Which lines in the rows below contain the word "screen"? Pick out each one and copy it.

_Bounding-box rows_
== == ==

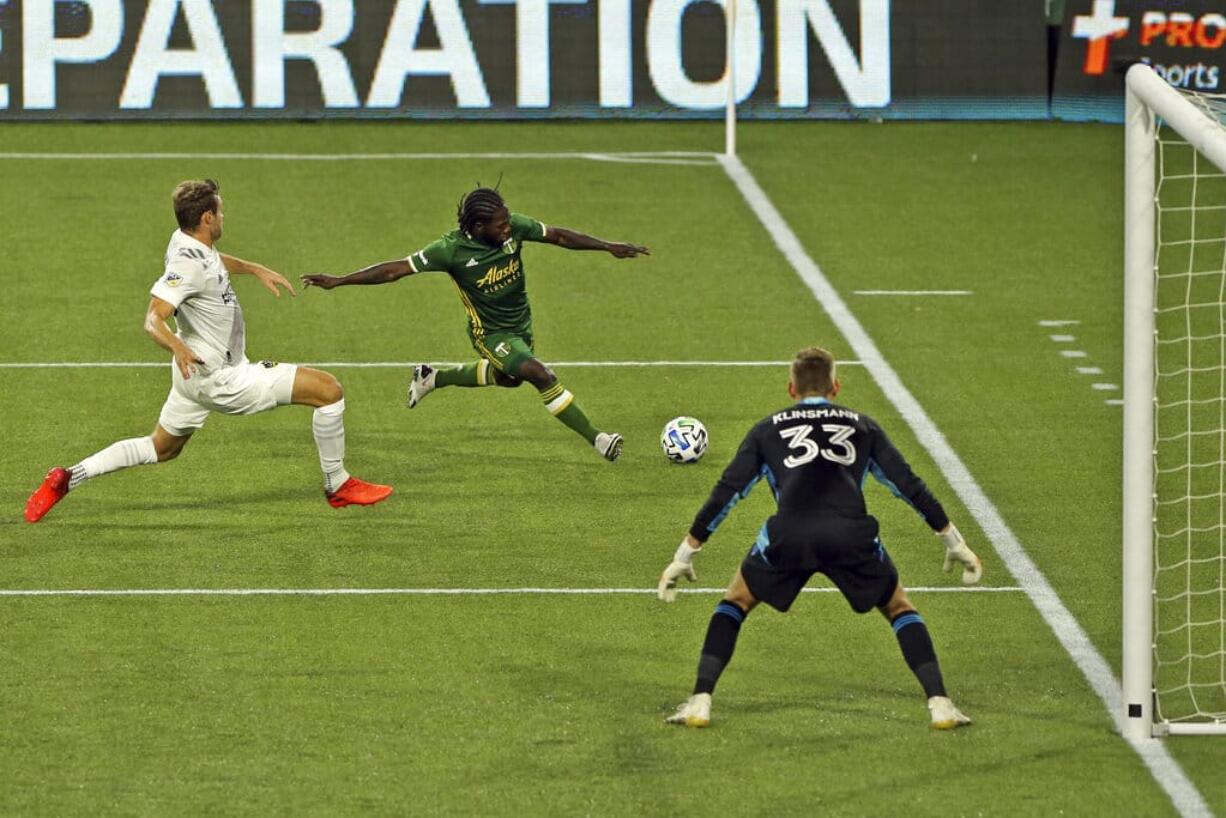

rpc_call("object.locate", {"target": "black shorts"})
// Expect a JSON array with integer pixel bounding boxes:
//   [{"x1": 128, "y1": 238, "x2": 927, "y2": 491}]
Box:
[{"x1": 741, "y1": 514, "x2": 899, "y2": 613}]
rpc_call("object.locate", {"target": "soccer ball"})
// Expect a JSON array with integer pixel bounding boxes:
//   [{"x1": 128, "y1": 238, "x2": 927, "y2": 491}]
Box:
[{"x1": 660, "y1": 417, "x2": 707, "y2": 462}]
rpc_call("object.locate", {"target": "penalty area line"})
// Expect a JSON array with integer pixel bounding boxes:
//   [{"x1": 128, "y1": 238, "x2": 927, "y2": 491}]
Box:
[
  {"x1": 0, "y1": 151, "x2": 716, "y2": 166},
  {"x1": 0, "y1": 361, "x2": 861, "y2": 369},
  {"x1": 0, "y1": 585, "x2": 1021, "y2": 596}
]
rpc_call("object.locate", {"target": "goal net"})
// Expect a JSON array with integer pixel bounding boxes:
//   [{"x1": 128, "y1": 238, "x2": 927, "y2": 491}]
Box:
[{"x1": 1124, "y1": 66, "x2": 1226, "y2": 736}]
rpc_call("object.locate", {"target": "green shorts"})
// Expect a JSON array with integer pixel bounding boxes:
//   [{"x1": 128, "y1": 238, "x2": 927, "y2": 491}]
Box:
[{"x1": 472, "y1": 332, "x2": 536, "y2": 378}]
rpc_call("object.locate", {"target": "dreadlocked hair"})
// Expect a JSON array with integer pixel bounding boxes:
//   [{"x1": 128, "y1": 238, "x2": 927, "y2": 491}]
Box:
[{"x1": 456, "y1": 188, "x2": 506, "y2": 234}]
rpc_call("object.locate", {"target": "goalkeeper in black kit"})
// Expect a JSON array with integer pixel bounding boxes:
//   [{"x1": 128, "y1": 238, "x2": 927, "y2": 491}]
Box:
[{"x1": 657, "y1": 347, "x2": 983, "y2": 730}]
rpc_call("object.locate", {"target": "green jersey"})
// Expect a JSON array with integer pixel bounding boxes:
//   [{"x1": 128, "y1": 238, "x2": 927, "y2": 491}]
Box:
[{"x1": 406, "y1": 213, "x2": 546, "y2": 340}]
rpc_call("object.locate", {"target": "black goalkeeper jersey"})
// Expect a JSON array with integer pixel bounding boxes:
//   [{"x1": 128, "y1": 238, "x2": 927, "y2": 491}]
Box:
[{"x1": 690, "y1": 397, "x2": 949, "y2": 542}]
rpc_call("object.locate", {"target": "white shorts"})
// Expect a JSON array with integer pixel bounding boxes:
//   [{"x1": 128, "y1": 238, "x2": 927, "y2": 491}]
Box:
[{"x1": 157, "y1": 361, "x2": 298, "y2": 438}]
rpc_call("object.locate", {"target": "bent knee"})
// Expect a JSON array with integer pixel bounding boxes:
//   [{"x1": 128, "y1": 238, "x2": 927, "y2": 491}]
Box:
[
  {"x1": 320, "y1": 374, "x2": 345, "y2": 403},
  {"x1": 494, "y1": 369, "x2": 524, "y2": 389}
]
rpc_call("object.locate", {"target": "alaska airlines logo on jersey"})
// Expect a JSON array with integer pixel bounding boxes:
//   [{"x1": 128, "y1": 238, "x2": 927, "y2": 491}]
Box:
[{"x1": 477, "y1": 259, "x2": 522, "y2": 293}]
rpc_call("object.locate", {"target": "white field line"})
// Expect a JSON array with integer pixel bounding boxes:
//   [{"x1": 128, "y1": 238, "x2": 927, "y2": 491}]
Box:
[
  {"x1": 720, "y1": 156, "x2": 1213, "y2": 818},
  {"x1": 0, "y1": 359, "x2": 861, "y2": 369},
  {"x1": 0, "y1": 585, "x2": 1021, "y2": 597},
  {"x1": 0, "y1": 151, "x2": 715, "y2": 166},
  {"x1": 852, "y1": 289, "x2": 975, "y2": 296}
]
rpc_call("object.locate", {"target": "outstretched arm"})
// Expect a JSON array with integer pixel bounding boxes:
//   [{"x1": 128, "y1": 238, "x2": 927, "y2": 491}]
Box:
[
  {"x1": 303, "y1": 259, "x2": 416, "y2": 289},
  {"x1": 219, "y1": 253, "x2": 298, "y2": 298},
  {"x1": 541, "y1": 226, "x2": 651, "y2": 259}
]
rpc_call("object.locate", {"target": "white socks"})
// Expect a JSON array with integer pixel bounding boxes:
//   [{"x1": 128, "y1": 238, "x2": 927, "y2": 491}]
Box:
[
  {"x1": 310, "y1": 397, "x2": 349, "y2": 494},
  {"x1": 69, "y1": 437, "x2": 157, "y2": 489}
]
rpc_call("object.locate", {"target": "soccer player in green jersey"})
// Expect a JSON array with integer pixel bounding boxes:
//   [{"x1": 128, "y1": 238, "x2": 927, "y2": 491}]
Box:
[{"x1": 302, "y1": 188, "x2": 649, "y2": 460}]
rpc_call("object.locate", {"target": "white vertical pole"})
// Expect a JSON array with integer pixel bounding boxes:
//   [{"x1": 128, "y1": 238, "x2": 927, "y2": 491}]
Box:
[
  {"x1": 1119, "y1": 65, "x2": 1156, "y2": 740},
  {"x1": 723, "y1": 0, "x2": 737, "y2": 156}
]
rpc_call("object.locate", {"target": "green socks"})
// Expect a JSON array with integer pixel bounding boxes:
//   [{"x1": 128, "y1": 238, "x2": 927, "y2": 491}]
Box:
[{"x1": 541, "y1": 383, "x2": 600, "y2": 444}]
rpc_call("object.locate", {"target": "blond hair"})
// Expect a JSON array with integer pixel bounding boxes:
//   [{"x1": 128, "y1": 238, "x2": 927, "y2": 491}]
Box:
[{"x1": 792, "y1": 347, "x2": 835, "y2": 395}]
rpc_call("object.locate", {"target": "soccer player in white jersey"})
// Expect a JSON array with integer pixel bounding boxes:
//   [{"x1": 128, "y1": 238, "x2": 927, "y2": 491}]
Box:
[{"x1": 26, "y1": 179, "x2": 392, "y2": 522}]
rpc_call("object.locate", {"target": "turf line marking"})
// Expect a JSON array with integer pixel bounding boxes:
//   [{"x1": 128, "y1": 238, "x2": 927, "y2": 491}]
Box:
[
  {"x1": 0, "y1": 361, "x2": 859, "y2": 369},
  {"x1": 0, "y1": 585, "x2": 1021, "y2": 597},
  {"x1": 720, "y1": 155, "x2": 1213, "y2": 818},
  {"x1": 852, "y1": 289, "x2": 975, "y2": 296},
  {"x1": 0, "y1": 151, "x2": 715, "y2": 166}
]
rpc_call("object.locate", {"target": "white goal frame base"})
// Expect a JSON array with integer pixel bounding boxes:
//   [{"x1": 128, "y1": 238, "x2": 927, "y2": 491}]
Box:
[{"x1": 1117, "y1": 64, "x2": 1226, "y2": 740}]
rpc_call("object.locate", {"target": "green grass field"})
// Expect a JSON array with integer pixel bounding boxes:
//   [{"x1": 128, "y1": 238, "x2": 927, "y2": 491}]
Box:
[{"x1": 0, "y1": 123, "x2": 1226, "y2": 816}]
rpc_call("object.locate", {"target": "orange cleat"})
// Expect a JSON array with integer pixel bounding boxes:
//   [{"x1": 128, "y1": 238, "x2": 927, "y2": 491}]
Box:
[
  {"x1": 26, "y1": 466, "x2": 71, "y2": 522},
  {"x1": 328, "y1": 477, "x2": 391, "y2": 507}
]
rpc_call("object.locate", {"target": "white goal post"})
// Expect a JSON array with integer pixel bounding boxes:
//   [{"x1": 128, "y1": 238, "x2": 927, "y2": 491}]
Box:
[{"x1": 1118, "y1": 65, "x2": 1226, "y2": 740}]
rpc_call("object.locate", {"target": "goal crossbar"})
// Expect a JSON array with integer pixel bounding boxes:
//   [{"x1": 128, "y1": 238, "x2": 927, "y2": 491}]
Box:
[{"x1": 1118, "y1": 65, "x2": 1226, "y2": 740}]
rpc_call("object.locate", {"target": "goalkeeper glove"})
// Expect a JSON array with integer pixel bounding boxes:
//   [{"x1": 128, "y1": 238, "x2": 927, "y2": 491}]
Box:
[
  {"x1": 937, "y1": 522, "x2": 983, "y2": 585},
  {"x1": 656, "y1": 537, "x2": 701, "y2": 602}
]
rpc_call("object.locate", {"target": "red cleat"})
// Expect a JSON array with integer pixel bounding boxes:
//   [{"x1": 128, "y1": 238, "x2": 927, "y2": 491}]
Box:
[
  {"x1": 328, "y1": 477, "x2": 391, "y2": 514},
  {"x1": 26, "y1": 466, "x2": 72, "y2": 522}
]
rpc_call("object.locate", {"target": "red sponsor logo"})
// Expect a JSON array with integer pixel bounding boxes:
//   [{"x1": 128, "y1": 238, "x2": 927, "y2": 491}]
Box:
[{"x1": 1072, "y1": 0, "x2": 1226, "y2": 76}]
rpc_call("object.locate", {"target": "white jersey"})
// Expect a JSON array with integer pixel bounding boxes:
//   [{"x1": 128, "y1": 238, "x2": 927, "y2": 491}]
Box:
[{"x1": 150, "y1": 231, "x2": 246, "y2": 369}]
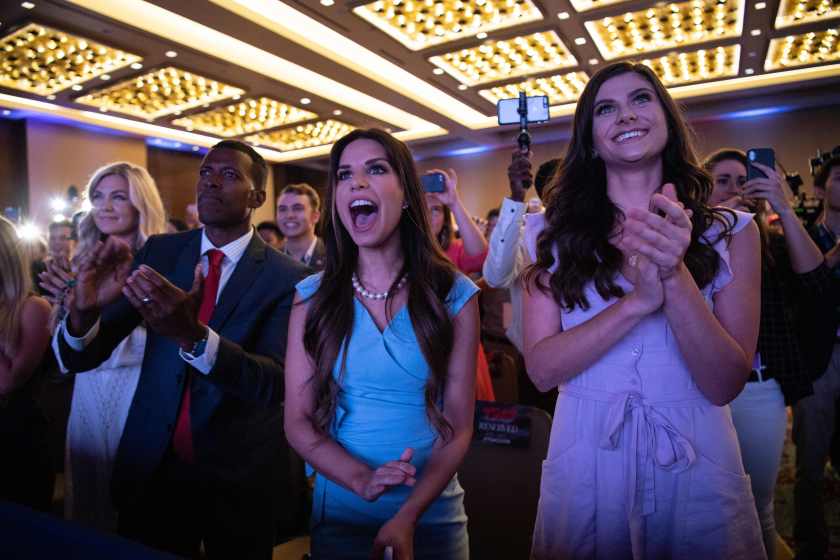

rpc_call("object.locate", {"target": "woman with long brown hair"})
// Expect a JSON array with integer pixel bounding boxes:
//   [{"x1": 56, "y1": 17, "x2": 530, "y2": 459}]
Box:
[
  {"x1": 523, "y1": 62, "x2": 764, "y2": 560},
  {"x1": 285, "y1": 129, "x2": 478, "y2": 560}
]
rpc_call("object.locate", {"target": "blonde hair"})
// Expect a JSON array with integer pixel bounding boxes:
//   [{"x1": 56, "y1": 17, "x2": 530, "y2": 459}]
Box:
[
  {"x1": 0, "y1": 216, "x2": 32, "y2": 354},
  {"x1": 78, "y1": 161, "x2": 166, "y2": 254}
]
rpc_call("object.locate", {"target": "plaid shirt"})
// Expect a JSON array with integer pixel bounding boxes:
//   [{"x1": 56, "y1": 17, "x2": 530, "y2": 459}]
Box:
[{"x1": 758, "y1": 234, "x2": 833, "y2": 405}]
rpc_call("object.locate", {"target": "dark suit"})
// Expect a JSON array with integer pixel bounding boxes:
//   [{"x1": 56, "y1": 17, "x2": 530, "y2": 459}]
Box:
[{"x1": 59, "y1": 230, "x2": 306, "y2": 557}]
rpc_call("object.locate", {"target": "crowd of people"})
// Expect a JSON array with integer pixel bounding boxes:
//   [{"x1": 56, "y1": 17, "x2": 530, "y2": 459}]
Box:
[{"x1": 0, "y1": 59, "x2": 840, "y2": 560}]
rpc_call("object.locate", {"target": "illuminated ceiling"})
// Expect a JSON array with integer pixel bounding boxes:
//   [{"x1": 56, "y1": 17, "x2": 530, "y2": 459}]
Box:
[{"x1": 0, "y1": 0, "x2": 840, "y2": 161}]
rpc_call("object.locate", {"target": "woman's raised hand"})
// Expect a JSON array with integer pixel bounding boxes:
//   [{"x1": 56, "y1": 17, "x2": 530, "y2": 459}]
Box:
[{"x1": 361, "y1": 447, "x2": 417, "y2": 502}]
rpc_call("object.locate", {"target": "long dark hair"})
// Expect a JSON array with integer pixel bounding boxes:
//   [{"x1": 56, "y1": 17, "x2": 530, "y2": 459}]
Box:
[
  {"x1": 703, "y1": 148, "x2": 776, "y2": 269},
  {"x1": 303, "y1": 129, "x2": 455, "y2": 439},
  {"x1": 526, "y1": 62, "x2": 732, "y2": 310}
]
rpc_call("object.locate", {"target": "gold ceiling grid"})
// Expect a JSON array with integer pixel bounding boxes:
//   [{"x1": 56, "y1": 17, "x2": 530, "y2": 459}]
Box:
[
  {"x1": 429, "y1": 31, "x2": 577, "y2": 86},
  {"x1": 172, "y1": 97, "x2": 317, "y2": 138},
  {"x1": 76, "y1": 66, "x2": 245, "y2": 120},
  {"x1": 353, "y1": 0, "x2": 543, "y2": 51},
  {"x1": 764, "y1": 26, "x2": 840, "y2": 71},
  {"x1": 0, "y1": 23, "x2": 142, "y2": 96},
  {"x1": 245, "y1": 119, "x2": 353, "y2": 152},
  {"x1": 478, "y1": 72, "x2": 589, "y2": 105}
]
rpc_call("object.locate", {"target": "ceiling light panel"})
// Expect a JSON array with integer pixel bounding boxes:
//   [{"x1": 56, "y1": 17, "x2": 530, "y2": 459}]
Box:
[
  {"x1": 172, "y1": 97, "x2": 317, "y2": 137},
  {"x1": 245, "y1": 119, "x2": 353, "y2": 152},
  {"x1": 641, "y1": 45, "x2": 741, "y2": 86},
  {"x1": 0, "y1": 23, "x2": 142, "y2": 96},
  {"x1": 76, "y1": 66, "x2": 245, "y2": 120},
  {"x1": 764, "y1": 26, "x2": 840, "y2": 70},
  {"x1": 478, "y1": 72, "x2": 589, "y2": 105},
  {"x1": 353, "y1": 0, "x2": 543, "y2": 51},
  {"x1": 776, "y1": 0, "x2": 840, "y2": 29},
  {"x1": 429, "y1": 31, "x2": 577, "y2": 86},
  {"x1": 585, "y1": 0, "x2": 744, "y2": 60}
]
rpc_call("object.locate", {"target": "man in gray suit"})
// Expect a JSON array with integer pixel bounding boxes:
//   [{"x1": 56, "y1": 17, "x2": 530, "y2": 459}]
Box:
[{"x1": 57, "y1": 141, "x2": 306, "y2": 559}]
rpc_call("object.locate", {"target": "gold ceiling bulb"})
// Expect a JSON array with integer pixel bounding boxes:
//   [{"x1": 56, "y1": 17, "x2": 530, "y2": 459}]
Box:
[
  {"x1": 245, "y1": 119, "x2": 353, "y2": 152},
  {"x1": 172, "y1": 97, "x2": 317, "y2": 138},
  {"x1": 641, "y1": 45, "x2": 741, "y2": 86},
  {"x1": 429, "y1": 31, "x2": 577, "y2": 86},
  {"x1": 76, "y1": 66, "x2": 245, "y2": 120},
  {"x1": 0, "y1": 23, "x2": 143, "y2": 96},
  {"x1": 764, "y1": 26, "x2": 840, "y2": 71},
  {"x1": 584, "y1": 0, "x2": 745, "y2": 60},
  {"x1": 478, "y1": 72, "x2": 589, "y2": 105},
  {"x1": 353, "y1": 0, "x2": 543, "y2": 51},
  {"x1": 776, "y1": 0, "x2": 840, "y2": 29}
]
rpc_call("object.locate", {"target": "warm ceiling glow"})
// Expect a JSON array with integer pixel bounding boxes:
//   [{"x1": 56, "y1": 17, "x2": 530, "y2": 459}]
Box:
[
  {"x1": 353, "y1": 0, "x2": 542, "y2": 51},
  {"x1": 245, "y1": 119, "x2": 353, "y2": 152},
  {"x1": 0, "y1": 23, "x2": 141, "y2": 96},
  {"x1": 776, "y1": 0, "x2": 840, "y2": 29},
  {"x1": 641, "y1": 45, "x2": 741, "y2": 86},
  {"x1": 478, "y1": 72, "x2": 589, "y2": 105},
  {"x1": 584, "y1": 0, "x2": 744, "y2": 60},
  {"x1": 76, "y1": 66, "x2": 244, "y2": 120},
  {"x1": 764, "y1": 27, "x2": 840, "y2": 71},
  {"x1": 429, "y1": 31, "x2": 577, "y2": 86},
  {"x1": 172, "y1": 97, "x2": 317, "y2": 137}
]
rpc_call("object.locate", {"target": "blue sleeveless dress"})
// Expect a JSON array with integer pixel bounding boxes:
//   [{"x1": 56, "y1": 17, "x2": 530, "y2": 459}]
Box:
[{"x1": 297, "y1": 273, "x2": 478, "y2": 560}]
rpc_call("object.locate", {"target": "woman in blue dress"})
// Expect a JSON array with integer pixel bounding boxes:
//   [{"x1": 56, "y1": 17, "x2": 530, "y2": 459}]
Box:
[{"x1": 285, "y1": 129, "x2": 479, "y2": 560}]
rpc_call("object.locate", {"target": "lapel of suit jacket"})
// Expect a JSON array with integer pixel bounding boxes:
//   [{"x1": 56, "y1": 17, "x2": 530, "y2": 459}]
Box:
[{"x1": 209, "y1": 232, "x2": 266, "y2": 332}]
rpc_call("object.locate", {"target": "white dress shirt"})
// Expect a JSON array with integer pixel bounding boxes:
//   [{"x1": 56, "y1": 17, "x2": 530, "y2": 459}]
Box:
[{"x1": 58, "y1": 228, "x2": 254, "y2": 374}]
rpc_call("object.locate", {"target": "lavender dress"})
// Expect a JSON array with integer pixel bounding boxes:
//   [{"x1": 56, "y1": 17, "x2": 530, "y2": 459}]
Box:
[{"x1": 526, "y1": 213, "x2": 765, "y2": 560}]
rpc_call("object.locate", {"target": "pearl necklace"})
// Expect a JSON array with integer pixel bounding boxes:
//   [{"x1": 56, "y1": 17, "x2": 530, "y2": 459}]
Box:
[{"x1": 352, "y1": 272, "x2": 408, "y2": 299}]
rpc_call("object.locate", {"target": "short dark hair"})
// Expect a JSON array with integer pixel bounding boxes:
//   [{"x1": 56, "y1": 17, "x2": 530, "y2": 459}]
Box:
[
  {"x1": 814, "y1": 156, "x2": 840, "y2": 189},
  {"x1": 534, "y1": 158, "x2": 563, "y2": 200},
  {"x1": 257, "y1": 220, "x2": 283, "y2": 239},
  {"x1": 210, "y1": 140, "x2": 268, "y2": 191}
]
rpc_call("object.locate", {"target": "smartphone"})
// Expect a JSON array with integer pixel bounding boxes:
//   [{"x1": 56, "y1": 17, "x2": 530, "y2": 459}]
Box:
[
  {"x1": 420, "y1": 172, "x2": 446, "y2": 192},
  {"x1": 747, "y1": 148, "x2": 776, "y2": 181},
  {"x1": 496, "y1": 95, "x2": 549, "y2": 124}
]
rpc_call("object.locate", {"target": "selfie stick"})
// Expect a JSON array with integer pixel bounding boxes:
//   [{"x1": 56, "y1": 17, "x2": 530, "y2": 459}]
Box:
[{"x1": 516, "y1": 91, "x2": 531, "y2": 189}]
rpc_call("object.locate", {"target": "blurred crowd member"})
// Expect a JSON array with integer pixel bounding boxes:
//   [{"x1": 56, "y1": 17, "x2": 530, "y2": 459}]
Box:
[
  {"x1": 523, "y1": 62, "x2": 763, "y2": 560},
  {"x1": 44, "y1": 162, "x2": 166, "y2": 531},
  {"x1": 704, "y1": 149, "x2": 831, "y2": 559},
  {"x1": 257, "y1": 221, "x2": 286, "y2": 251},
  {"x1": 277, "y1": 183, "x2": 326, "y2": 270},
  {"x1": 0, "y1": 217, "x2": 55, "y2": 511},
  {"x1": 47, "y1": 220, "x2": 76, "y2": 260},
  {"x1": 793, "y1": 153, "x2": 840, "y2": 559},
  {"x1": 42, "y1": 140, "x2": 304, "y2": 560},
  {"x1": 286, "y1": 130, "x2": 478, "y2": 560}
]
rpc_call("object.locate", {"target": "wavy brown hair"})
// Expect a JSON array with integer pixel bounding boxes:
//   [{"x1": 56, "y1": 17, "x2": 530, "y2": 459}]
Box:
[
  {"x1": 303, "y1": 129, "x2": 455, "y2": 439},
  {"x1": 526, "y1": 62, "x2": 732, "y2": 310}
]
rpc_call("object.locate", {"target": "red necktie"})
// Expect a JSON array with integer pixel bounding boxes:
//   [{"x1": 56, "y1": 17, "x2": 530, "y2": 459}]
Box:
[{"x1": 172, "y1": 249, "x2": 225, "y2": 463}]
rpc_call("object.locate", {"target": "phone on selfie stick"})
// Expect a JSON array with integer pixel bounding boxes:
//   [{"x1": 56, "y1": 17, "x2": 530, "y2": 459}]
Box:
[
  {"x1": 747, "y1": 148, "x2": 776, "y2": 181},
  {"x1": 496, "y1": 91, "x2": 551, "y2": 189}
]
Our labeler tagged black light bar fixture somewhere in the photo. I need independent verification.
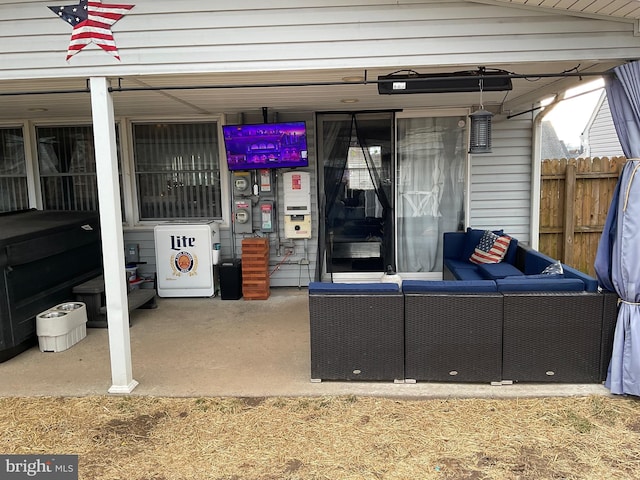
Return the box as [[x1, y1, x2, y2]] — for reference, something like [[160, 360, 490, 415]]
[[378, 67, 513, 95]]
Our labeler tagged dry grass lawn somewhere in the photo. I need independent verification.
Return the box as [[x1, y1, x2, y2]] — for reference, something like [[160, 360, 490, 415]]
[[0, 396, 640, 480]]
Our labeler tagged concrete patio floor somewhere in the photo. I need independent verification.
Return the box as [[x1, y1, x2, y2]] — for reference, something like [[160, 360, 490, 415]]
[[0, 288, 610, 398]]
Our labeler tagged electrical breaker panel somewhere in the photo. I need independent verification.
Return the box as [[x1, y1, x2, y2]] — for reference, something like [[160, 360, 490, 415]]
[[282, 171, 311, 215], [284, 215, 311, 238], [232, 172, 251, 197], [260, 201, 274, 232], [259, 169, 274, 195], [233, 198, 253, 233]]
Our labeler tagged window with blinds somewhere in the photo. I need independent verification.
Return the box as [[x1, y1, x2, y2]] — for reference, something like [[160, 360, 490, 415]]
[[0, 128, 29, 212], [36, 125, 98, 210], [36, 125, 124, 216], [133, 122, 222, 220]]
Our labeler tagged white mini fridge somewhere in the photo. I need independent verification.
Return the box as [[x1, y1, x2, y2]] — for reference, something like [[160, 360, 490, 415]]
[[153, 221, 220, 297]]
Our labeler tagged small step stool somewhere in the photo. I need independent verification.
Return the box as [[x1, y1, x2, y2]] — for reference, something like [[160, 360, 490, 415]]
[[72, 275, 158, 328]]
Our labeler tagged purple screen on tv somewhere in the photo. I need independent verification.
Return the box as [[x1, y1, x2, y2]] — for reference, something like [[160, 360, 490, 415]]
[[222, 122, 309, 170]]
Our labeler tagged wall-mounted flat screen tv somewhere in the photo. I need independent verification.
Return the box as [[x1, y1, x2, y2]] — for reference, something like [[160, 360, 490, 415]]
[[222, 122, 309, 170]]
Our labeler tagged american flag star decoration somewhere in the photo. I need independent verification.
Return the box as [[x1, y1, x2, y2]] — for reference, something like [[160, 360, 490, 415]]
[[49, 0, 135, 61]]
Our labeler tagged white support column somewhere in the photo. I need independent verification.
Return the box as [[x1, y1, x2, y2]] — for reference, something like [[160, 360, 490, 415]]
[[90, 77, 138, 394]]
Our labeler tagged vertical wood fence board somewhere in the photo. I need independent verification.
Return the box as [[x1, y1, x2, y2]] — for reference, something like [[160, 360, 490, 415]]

== == ==

_THE RESPONSE_
Our labeler tagged purple screen on tv somewhere in the photo. I need independent verification.
Our labeler tagged wall-mounted flat screen tv somewhere in the photo. I need independent verification.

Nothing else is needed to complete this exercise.